* _OBJECTIVE_: Starting at the line that holds "In the photo above, where can the distant mountain", set down each line through the end of the listing, exactly as written and with nothing added.

* _GIVEN RECORDS_:
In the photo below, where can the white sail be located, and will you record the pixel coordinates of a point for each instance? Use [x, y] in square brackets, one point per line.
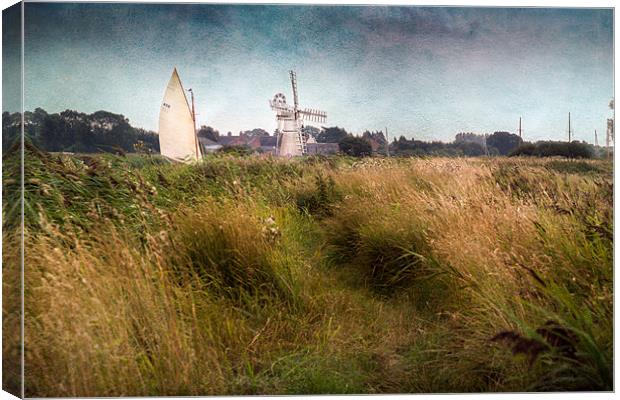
[177, 135]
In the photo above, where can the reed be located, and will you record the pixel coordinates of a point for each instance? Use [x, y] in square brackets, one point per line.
[323, 275]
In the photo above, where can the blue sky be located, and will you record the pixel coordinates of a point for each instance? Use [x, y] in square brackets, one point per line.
[426, 73]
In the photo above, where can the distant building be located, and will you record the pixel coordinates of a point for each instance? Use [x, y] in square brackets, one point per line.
[322, 148]
[208, 145]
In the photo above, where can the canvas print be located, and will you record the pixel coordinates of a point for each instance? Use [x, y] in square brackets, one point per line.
[270, 199]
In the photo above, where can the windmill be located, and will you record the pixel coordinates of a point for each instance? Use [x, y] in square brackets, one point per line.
[290, 121]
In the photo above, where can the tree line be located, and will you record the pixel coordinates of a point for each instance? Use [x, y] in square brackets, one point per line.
[103, 131]
[77, 132]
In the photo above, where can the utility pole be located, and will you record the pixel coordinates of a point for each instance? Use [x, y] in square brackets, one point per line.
[595, 139]
[569, 127]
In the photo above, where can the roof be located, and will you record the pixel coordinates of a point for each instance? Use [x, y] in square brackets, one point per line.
[206, 141]
[322, 148]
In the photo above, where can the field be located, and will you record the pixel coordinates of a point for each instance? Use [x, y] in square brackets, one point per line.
[317, 275]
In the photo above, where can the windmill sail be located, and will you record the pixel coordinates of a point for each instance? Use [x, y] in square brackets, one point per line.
[177, 132]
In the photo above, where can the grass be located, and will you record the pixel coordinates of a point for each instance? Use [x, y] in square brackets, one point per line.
[318, 275]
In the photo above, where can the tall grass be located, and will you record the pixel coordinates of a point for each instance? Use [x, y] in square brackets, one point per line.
[265, 276]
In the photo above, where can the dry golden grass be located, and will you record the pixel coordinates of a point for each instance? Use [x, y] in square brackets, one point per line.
[378, 276]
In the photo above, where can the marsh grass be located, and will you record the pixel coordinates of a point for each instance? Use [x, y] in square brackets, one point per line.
[321, 275]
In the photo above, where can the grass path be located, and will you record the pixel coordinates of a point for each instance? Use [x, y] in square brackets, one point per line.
[250, 276]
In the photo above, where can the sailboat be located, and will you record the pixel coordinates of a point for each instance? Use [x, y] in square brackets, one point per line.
[177, 124]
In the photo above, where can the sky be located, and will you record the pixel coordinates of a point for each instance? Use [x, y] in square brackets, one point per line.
[422, 72]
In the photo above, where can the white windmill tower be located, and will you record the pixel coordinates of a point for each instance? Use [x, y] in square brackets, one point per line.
[292, 142]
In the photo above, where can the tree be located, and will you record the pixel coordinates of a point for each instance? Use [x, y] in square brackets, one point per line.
[256, 132]
[209, 133]
[504, 142]
[331, 135]
[355, 146]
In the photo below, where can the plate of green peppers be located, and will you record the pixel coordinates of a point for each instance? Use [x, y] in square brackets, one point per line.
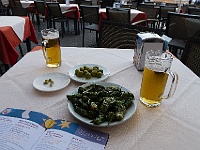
[101, 104]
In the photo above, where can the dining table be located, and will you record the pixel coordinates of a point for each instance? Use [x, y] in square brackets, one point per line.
[174, 125]
[13, 31]
[135, 15]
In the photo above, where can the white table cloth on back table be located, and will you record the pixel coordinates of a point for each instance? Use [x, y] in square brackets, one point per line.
[174, 125]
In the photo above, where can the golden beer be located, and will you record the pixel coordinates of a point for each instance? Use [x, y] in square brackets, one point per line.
[153, 86]
[155, 77]
[51, 48]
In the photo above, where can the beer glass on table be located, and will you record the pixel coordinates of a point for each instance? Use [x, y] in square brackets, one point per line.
[155, 77]
[51, 47]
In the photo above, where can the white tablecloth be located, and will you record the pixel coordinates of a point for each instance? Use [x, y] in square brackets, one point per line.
[17, 24]
[175, 125]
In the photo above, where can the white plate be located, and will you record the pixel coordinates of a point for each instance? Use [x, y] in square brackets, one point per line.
[105, 75]
[60, 81]
[130, 111]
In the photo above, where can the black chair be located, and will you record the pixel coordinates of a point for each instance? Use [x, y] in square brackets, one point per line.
[19, 11]
[179, 27]
[106, 3]
[184, 8]
[90, 16]
[82, 2]
[118, 14]
[121, 35]
[194, 10]
[56, 15]
[134, 4]
[40, 12]
[61, 1]
[191, 55]
[3, 10]
[152, 15]
[172, 4]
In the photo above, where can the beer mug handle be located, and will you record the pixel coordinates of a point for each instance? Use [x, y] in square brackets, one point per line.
[44, 43]
[173, 84]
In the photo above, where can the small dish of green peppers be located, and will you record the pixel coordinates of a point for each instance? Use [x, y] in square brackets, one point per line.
[101, 104]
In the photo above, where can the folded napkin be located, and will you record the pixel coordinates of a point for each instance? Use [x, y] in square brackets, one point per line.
[17, 24]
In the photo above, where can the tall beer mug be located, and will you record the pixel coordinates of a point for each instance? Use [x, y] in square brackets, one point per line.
[51, 47]
[155, 77]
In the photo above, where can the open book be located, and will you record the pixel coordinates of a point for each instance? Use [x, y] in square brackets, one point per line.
[29, 130]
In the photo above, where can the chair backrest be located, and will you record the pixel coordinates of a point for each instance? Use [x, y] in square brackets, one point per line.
[82, 2]
[133, 4]
[172, 4]
[40, 7]
[19, 11]
[118, 14]
[144, 6]
[191, 55]
[193, 10]
[151, 12]
[12, 4]
[185, 7]
[90, 14]
[182, 26]
[120, 35]
[163, 11]
[106, 3]
[54, 9]
[61, 1]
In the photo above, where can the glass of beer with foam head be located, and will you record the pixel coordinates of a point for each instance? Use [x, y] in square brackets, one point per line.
[155, 76]
[51, 47]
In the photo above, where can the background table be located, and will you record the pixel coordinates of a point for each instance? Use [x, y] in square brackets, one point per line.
[9, 40]
[174, 125]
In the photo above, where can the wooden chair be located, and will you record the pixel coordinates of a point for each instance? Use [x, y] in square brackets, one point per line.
[191, 55]
[118, 14]
[121, 35]
[180, 27]
[90, 16]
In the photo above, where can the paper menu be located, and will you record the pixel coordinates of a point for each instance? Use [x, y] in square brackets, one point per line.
[49, 134]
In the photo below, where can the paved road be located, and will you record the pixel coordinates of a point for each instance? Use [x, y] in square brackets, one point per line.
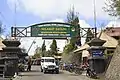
[35, 74]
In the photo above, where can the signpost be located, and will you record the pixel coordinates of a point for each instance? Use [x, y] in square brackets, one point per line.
[52, 31]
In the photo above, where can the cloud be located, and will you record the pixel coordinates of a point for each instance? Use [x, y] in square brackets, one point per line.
[55, 8]
[114, 23]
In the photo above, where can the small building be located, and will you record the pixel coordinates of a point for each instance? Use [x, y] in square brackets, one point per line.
[113, 32]
[110, 45]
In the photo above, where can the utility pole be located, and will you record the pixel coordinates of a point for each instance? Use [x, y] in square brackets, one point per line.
[94, 3]
[15, 15]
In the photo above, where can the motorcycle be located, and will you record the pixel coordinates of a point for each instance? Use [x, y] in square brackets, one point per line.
[91, 73]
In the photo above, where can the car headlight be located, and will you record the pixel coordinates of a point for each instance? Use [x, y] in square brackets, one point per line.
[45, 66]
[57, 66]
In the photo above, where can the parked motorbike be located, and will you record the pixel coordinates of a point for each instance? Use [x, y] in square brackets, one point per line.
[91, 73]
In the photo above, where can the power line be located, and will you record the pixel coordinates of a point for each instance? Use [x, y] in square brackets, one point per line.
[95, 18]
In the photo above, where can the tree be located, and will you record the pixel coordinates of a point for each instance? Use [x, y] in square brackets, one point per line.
[112, 7]
[73, 19]
[1, 27]
[43, 48]
[90, 35]
[53, 47]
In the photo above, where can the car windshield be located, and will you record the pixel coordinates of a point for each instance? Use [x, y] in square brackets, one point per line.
[49, 60]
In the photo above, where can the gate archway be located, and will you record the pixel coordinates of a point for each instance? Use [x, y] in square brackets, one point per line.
[51, 30]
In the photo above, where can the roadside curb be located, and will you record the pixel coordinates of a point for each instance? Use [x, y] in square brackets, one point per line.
[17, 78]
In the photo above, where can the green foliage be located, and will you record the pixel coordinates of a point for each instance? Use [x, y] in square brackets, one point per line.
[73, 19]
[36, 55]
[1, 28]
[112, 7]
[90, 35]
[53, 47]
[43, 48]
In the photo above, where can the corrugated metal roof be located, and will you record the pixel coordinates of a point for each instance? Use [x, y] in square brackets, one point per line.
[110, 41]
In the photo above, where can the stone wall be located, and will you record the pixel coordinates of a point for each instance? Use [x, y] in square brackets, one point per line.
[113, 71]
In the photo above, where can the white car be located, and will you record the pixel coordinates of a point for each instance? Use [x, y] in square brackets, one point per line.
[49, 64]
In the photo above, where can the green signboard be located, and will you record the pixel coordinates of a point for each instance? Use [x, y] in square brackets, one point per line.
[52, 31]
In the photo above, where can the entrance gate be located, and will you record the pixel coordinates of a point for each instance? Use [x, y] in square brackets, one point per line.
[51, 30]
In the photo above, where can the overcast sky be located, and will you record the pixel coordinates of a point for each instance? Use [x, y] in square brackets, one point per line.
[30, 12]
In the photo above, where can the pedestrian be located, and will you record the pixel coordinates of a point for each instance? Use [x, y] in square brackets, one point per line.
[29, 63]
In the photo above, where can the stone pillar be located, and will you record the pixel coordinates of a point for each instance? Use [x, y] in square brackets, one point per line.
[97, 60]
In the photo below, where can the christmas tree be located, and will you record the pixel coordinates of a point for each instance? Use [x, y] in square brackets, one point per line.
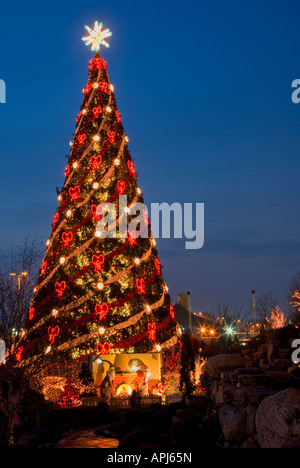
[70, 396]
[99, 292]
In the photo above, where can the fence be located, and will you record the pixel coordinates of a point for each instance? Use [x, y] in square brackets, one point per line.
[127, 402]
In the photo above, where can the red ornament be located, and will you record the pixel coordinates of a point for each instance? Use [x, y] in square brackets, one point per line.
[95, 210]
[103, 348]
[145, 216]
[96, 162]
[67, 237]
[82, 139]
[98, 261]
[157, 266]
[103, 86]
[118, 116]
[53, 333]
[91, 64]
[101, 310]
[19, 354]
[151, 331]
[74, 192]
[31, 313]
[140, 283]
[67, 171]
[44, 268]
[121, 186]
[87, 88]
[98, 62]
[132, 238]
[60, 288]
[131, 167]
[111, 135]
[55, 219]
[96, 111]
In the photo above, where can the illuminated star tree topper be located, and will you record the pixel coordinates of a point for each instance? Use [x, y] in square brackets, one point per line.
[97, 36]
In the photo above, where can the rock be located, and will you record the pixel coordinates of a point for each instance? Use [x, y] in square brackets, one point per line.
[197, 401]
[279, 379]
[252, 380]
[223, 363]
[273, 350]
[233, 423]
[132, 440]
[255, 397]
[248, 443]
[241, 395]
[292, 444]
[274, 418]
[282, 364]
[30, 439]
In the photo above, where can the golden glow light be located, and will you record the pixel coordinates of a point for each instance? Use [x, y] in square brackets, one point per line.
[124, 388]
[96, 36]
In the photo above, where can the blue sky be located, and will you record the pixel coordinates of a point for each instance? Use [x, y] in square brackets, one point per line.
[204, 90]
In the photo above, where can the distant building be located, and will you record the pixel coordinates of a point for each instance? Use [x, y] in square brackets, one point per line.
[198, 323]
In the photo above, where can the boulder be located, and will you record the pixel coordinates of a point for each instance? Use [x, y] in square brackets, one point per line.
[279, 379]
[273, 350]
[252, 380]
[282, 365]
[274, 418]
[233, 423]
[223, 363]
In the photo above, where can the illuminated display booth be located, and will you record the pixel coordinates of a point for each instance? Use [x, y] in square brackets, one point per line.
[140, 372]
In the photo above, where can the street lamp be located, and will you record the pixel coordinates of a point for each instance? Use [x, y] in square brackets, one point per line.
[22, 274]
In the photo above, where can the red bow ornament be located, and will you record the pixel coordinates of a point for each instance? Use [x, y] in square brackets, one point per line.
[157, 266]
[82, 139]
[96, 112]
[55, 219]
[121, 186]
[44, 268]
[103, 86]
[132, 238]
[74, 192]
[67, 171]
[111, 137]
[19, 354]
[67, 237]
[140, 283]
[87, 88]
[151, 331]
[118, 116]
[60, 288]
[98, 261]
[131, 167]
[31, 313]
[103, 348]
[96, 162]
[101, 310]
[53, 333]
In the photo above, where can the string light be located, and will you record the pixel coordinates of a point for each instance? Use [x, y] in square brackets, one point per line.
[96, 36]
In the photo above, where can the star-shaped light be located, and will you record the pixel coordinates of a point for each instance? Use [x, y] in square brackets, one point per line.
[97, 36]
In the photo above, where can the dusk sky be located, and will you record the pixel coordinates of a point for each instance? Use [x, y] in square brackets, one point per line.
[204, 90]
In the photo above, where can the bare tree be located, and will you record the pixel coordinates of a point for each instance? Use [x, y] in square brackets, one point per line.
[264, 304]
[17, 281]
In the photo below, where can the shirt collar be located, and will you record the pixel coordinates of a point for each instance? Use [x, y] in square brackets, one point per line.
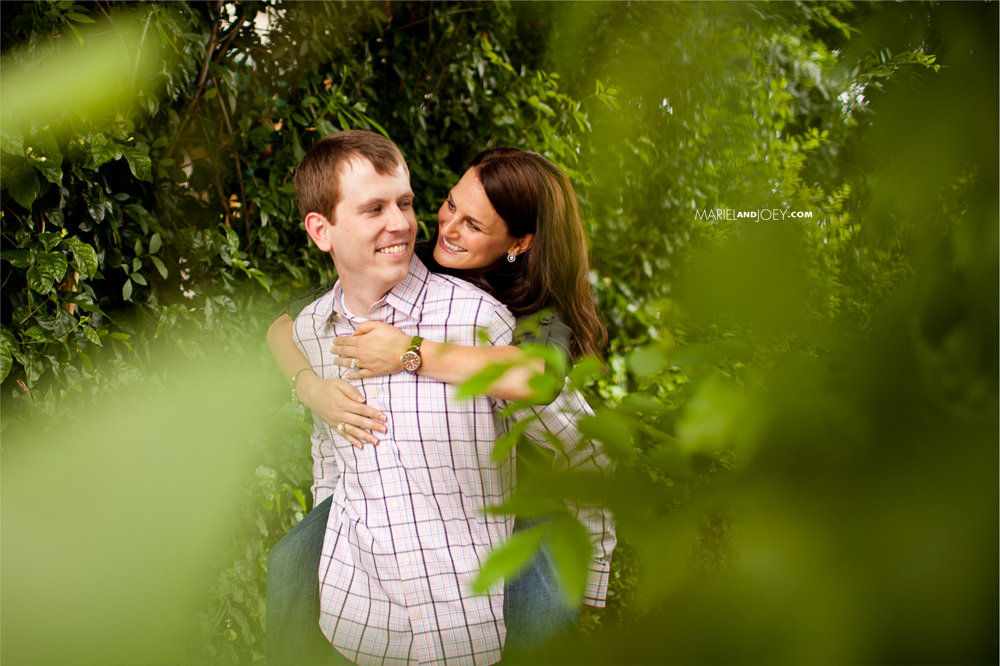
[406, 296]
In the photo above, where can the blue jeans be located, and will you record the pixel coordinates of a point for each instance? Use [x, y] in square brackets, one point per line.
[534, 611]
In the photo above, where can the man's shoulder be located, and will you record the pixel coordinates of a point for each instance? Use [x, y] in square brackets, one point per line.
[318, 310]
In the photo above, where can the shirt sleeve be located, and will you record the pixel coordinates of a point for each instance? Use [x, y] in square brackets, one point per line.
[325, 470]
[559, 419]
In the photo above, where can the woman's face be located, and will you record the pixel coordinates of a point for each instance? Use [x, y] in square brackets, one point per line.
[470, 233]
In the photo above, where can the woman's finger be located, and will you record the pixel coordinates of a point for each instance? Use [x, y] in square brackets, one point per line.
[365, 327]
[355, 442]
[365, 425]
[361, 433]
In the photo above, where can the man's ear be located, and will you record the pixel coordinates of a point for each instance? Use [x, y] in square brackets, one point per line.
[318, 228]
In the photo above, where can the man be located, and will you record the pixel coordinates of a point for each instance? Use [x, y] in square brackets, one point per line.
[407, 527]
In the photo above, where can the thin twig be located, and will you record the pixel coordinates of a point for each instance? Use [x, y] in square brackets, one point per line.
[142, 40]
[106, 15]
[227, 40]
[244, 212]
[209, 52]
[408, 25]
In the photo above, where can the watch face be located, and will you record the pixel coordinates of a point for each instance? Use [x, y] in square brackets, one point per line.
[411, 361]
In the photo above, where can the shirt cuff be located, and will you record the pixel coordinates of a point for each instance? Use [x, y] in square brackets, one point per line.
[597, 584]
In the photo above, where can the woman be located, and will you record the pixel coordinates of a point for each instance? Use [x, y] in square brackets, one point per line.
[511, 226]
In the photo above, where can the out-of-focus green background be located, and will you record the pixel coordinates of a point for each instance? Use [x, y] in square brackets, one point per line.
[792, 212]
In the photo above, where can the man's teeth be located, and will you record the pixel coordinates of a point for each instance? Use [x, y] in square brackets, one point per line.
[453, 248]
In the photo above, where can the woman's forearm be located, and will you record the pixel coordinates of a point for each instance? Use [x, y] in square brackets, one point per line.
[456, 364]
[288, 357]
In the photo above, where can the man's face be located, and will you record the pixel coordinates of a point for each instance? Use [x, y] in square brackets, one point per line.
[372, 237]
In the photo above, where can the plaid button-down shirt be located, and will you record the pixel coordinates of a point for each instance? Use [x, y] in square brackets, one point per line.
[408, 527]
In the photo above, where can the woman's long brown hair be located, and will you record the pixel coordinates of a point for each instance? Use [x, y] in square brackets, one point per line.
[534, 197]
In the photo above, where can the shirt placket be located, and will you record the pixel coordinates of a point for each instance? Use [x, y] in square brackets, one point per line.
[408, 559]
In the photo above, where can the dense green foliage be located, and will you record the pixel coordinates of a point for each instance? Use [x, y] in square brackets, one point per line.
[770, 377]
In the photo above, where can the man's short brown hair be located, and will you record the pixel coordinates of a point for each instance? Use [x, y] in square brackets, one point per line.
[317, 180]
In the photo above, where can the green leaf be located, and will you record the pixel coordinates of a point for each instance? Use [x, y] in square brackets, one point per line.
[12, 142]
[84, 257]
[48, 269]
[22, 183]
[18, 258]
[102, 149]
[6, 359]
[583, 371]
[509, 559]
[571, 551]
[324, 127]
[92, 335]
[47, 157]
[139, 163]
[709, 419]
[49, 240]
[160, 267]
[38, 282]
[645, 361]
[611, 429]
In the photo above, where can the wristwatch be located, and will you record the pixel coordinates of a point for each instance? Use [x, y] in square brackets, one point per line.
[411, 358]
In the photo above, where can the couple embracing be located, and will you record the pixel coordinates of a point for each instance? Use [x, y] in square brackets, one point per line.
[403, 471]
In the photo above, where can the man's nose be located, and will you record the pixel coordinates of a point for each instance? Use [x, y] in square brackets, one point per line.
[398, 221]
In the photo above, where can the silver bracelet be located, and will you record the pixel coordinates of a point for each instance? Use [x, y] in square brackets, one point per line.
[295, 378]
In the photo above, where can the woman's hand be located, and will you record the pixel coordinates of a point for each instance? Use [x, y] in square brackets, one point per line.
[338, 403]
[375, 348]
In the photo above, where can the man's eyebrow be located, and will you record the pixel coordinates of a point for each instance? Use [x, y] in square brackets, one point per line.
[375, 201]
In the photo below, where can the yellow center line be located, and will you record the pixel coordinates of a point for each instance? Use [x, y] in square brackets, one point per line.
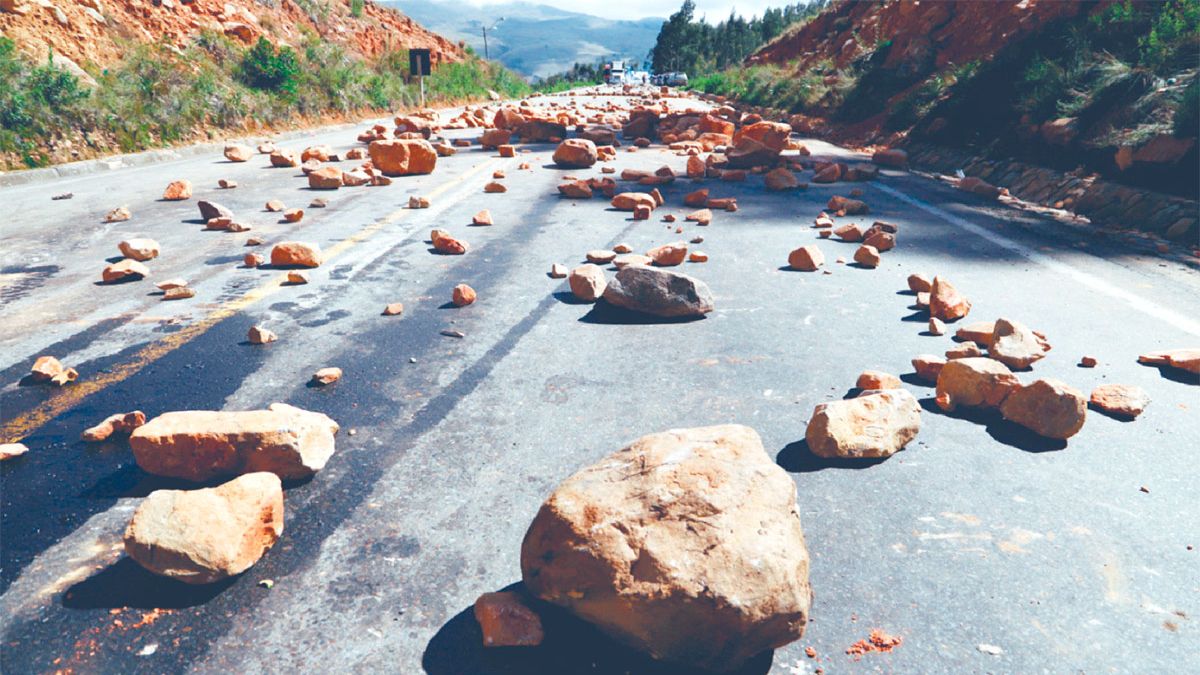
[73, 394]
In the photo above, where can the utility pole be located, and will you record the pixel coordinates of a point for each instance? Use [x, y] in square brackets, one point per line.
[485, 29]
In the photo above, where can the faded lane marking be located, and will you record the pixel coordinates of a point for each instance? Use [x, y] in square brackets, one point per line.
[70, 396]
[1095, 282]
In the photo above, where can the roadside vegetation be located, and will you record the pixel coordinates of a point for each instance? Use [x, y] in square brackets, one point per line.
[160, 95]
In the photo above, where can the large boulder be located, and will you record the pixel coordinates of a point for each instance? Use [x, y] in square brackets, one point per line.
[203, 444]
[873, 425]
[687, 544]
[975, 382]
[575, 153]
[946, 303]
[1048, 407]
[1015, 345]
[540, 131]
[295, 254]
[205, 536]
[403, 156]
[659, 292]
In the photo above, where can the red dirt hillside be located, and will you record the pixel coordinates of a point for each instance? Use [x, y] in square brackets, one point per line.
[949, 33]
[94, 30]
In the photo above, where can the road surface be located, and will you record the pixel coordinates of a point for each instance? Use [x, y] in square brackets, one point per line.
[985, 549]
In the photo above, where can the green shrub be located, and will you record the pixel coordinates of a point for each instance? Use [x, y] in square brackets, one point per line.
[270, 69]
[1187, 114]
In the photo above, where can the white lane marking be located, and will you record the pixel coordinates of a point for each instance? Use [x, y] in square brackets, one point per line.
[1095, 282]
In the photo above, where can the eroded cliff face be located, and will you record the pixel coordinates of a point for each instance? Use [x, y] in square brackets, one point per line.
[99, 31]
[924, 34]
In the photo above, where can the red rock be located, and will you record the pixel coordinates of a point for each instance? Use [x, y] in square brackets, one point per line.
[178, 191]
[575, 190]
[629, 201]
[893, 157]
[403, 156]
[575, 153]
[745, 585]
[850, 232]
[462, 296]
[877, 380]
[669, 255]
[325, 178]
[1120, 400]
[300, 254]
[124, 269]
[507, 621]
[975, 382]
[120, 423]
[208, 535]
[1015, 345]
[587, 282]
[1182, 359]
[805, 258]
[868, 256]
[199, 446]
[928, 366]
[1048, 407]
[327, 376]
[259, 335]
[918, 284]
[873, 425]
[946, 303]
[139, 249]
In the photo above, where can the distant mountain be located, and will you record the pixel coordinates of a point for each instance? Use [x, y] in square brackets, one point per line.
[535, 40]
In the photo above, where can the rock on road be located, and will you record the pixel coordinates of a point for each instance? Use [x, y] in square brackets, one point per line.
[976, 536]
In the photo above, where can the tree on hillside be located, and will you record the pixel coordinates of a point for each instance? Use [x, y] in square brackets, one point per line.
[696, 46]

* _WRITTEN RESPONSE_:
In the photo above, where can the distant mountain be located, and will you record the pixel coordinates of a point for each instance? Use [x, y] in square brackets, one point per line.
[535, 40]
In the photo above, where can the rock on road be located, and will you record the pixel coordinates of a point for each instance? Use [x, y] in square brackets, one point per line.
[976, 536]
In the photo above, where can the tree on hillside be located, and will you record the pixel coordinates of a point for each instance? Use [x, y] in square brackets, one point per line.
[696, 46]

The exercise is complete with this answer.